Road to recovery may be local
NYC & Company, the city’s travel arm, was forced to lay off 42 percent of its staff, but the agency is now reimagining tourism in the city, with a recently launched initiative to attract local residents and domestic travelers.
“The biggest challenge is that the impact of the virus has become so prolonged and we want to remind New Yorkers that New York City is still the greatest city in the world and that we have the tools to rebuild it. And we will,” said Fred Dixon, NYC & Company’s president and chief executive.
The agency is offering up to $100 reimbursements for Mastercard purchases, including $10 back on every $20 spent on city experiences and $25 back on every $100 spent on hotels.
Making the most of the newfound calm on Mulberry Street in Little Italy, local New Yorkers, who until now had avoided the area because of the throngs of tourists, are increasingly visiting the neighborhood.
Last week, Julia Gold, a 23-year-old waitress at the Italian restaurant Gelso & Grand, was serving about four tables at the restaurant’s outdoor dining area.
“The biggest difference for us is that there are more local, young New Yorkers coming to eat here. It’s been nice,” she said. “Honestly, we’re still very busy, especially on weekends and nights. It’s hard to say, as this is all uncharted territory for everybody, what the future of dining out is supposed to look like. But I’ve found that locals are dying to come out and eat and be served.”
Hotels that have reopened since lockdown are also reporting local interest, especially from those seeking luxury experiences.
“We are navigating our way through these new challenges one day at a time,” said Isabelle Hogan, the chief concierge at The Mark Hotel on Manhattan’s Upper East Side. “We have been pleasantly surprised to see that although NYC may lack ‘tourism,’ a luxury hotel experience is still desired by locals, who either want a change of scenery from their apartment or are between homes.”
Roger Dow, the president and chief executive of the U.S. Travel Association, says the resumption of international travel will be gradual and the most urgent need in the interim is federal support, which is being held up in Congress.
Since approving nearly $3 trillion in economic relief this spring, Congress and the White House have failed to reach agreement on another economic package. On Tuesday, President Trump called on Congress to pass relief for airlines and small businesses, after retreating from negotiations on a broader coronavirus relief package.
“The key thing for people to understand is that the travel business is really 83 percent small businesses,” Mr. Dow said. “Even though you’ve got the big names of the airlines, cruise companies and hotel companies, the majority are small business operators, restaurants, shops, tour guides, all people that really can’t afford to hang on very long.”
=-=-=-=-=
Problems to work on =
• A. Answer these questions from the article on New York City tourism:
(i) What share of its staff did NYC & Company have to lay off?
(ii) At which restaurant does Julia Gold work?
(iii) According to Roger Dow, what percentage of the travel business is small businesses?
• B. Retype the article on New York City tourism from "Last week, Julia" up to and including "outdoor dining area.".

Data excerpts:
=-=-=-=-=
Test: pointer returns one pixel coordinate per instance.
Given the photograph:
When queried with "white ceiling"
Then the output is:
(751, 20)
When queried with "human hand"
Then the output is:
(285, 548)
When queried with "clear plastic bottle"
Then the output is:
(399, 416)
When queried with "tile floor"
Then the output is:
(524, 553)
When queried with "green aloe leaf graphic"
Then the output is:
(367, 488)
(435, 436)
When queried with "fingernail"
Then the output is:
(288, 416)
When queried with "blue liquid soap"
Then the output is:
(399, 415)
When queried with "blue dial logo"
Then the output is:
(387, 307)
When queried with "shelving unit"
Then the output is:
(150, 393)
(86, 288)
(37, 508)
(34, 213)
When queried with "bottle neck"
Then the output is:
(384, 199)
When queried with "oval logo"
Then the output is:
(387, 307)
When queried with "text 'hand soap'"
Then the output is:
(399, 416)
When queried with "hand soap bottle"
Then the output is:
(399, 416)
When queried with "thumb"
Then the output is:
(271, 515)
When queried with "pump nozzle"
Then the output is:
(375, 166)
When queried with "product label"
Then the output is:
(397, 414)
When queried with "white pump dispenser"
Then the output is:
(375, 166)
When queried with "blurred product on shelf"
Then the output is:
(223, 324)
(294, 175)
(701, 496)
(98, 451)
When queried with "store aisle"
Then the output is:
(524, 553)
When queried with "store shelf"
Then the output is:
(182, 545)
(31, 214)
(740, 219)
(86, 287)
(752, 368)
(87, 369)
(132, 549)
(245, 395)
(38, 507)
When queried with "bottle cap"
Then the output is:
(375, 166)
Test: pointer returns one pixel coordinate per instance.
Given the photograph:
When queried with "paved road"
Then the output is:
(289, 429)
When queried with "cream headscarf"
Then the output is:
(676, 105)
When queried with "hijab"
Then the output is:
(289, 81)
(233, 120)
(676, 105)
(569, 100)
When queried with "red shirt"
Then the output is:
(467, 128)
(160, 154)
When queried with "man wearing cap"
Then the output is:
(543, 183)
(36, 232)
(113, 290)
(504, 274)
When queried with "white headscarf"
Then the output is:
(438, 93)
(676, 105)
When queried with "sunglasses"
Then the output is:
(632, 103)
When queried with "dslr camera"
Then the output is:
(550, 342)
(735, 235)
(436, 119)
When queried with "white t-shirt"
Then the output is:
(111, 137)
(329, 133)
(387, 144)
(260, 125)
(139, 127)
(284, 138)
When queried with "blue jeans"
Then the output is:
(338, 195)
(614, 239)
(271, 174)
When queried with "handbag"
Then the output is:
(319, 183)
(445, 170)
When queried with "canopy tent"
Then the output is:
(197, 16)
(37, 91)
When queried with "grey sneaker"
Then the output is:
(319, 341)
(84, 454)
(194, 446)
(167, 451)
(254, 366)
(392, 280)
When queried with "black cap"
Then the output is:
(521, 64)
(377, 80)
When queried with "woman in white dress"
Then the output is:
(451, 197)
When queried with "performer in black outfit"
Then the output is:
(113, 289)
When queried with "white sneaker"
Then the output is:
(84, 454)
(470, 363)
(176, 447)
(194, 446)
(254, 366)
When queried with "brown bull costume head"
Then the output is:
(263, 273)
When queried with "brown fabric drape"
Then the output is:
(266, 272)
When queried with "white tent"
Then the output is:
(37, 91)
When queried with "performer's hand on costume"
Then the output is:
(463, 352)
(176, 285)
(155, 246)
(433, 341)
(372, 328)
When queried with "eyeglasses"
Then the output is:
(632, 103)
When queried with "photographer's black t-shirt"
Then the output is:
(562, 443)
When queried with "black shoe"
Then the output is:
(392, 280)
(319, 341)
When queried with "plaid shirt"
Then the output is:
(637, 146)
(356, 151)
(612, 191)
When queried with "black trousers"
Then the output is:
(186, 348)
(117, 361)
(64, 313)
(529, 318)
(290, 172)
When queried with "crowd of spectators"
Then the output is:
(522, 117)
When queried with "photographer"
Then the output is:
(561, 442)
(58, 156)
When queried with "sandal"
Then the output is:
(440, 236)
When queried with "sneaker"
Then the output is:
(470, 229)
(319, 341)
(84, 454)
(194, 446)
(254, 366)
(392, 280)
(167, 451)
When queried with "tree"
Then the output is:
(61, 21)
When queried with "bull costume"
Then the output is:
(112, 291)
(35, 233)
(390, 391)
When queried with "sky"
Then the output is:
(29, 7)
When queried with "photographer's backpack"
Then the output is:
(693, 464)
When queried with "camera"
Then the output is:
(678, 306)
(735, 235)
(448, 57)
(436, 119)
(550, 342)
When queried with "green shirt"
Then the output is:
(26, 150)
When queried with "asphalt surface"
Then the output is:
=-=-=-=-=
Written answers =
• A.
(i) 42 percent
(ii) Gelso & Grand
(iii) 83 percent

• B.
Last week, Julia Gold, a 23-year-old waitress at the Italian restaurant Gelso & Grand, was serving about four tables at the restaurant’s outdoor dining area.